Location labeling material

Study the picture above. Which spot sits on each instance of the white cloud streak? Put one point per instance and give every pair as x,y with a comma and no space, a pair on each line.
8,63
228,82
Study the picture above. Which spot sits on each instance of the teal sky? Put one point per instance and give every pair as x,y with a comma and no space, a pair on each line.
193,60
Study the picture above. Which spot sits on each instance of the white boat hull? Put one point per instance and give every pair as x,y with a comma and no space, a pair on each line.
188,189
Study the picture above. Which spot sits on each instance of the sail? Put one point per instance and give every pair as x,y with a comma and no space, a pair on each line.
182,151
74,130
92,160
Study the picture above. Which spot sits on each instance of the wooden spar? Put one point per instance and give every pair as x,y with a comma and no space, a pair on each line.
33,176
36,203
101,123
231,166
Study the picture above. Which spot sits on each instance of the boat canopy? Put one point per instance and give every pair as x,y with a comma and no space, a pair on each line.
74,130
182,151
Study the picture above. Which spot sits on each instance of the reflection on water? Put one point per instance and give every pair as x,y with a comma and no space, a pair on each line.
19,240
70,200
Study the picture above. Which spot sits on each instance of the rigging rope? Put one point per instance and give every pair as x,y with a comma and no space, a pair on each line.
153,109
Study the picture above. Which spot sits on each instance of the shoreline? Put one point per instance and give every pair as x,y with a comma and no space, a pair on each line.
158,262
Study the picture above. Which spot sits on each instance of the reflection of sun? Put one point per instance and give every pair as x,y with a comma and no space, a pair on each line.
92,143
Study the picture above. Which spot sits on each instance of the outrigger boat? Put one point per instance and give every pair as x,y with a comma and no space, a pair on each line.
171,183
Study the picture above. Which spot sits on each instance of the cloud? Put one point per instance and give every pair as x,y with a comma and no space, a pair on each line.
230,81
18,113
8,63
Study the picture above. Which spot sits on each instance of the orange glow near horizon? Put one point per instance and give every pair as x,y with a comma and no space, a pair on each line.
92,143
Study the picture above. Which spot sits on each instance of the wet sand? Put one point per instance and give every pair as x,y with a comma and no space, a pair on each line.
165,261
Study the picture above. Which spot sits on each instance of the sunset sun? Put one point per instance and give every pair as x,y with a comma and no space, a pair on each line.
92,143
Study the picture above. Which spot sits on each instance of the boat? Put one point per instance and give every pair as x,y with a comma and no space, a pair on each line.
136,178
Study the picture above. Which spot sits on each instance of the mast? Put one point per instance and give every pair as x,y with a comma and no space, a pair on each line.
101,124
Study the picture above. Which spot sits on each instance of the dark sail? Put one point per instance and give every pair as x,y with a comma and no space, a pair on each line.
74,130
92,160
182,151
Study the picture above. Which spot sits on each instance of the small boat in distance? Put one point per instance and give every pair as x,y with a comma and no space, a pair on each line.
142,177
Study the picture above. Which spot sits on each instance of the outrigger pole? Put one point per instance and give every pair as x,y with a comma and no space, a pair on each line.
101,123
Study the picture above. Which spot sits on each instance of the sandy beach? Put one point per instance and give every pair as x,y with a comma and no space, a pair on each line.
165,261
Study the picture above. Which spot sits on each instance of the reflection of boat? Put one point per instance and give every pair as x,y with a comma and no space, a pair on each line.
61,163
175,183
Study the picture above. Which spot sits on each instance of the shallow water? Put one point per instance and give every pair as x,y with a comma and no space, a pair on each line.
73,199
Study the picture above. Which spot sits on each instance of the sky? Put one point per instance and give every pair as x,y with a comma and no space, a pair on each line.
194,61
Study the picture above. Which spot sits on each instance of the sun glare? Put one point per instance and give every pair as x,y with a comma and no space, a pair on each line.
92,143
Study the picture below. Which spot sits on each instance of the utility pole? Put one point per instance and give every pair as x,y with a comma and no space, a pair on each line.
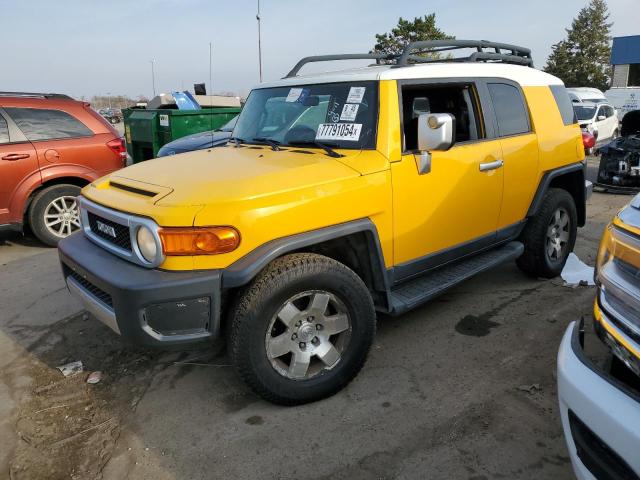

Set problem
Output every line of the material above as a numbered list, without the blank lines. Leave the pictures out of your answer.

Answer
1. Study the picture above. Which spot sits on each instance of the white cloud streak? Put one point per instance and give every pair as x,y with a comma and no space, a pair on each line.
2. 8,63
3. 228,82
4. Study the picture above. Which spot sits on each instance of the teal sky? Put one point per instance and give every pair as x,y with a comma and no space, a pair on each line.
5. 193,60
6. Study the picture above. Which spot sits on each instance of the white boat hull? Put one point per instance and give every pair as x,y with a comma and no space, a pair on each line.
7. 188,189
8. Study the picture above. Which spot sits on each instance of the sail? Put one point per instance and give every pair as x,y with a comma and no space, a pair on each line.
9. 182,151
10. 74,130
11. 92,160
12. Study the picture above. Which spot sits on each instance of the wooden spar? Put one point per instance and give every pair as x,y with a comma and no space, a pair on each line.
13. 33,176
14. 36,203
15. 101,123
16. 231,166
17. Study the picture above. Which spot sits on each instance of the boat canopy? Put one point per instance and give every pair as x,y with a comma and no space, a pair on each line.
18. 74,130
19. 182,151
20. Study the picture above. Which spot sits on each instance of the reflection on water? Put one point per instance and give every pair as x,y with a comma and no space, a pair on each line.
21. 19,240
22. 70,200
23. Study the picture above. Which spot sits on each instance of the rigging rope? Put one point per instance and give every pair as x,y with a comma and no space, a pair on each line.
24. 153,109
25. Study the picture above. Which spot sits on each instance of the shoreline? Put one point per instance and give every pair as x,y with a comma and no space, a pair on each line.
26. 158,262
27. Study the picture above. Which spot sits on each instance of the reflection of sun? Put one point per instance and give every pair as x,y with a comma and no space, a pair on each line.
28. 92,143
29. Study the picture above. Which spot sits on each instance of the outrigger boat? Put one point per instance and give every pair as x,y with a comma and no space, a pair on each line.
30. 171,183
31. Study the picture above. Which spot sits on each instance of the cloud? Put one point per instance and give every pair as x,y with a comma and no space, a pair on each line.
32. 230,81
33. 18,113
34. 8,63
35. Study the picture above. Which spot sits on each instance of the orange glow near horizon? Put one point per instance and give every pair as x,y with a comma and no space, a pair on each line.
36. 92,143
37. Study the picture above. Which spot sits on each instance of the wet sand? Put one point per instance and give every pair as x,y with a comma and no space, a pair on each line.
38. 165,261
39. Study the picture above. Which spot sits on each instance of the sunset sun? Put one point per instance and give every pair as x,y with a comma and no space, a pair on each line.
40. 92,143
41. Study the picture above. Which spot sits on each instance of the boat? Put one point per instance and give every pair as x,y with a comma and no space, a pair on each line.
42. 136,178
43. Study the picture above. Which spot sits on each instance of the mast? Put one point per instance and give every pair as x,y with a comma and no space, a pair on each line.
44. 101,124
45. Study the picture above. Which spot sits on each instance of the dark sail? Put one point per instance and give every pair as x,y with a comma and no space, a pair on each line.
46. 74,130
47. 92,160
48. 182,151
49. Study the picture above. Which spot sits on each instance of the small boat in distance? Put one point per instance and give every pair as x,y with a comma and no space, a pair on each line.
50. 142,177
51. Study the picture above. Which spot sits on each instance of the outrigger pole? Put one point per instance and give every pair as x,y with a comma and no space, a pair on each line.
52. 101,123
53. Study the picture above. Which spot sits on each instance of the sandy beach? Put one point per instance and give every pair as x,y with a comma and no space, a pair on each line.
54. 165,261
55. Study the picture above. Which spot sits on each instance of the reflection of boat? Put one point per instance and give every pair as x,y with a comma and no space, a pair on each line.
56. 61,163
57. 175,183
58. Study the picture above. Which spot sits on each instance of the shallow water? Put one point per instance and give every pair as x,y with a comma and no space, a pair on each line.
59. 73,199
60. Study the picture above. Which spot sits on each instance of the sky? Put one point per instance and give every pair as x,y with a comma and no space, a pair on each line.
61. 194,61
62. Study the picture above. Which spot sits on each instance of the sun glare? Put one point per instance and give every pair as x,y with a comma and no space, a pair on each line.
63. 92,143
64. Study the picture below. Which spot sits on each instance of the utility pole? Put one point per instance and give every pair as x,y with a comma and no space, a pair on each line.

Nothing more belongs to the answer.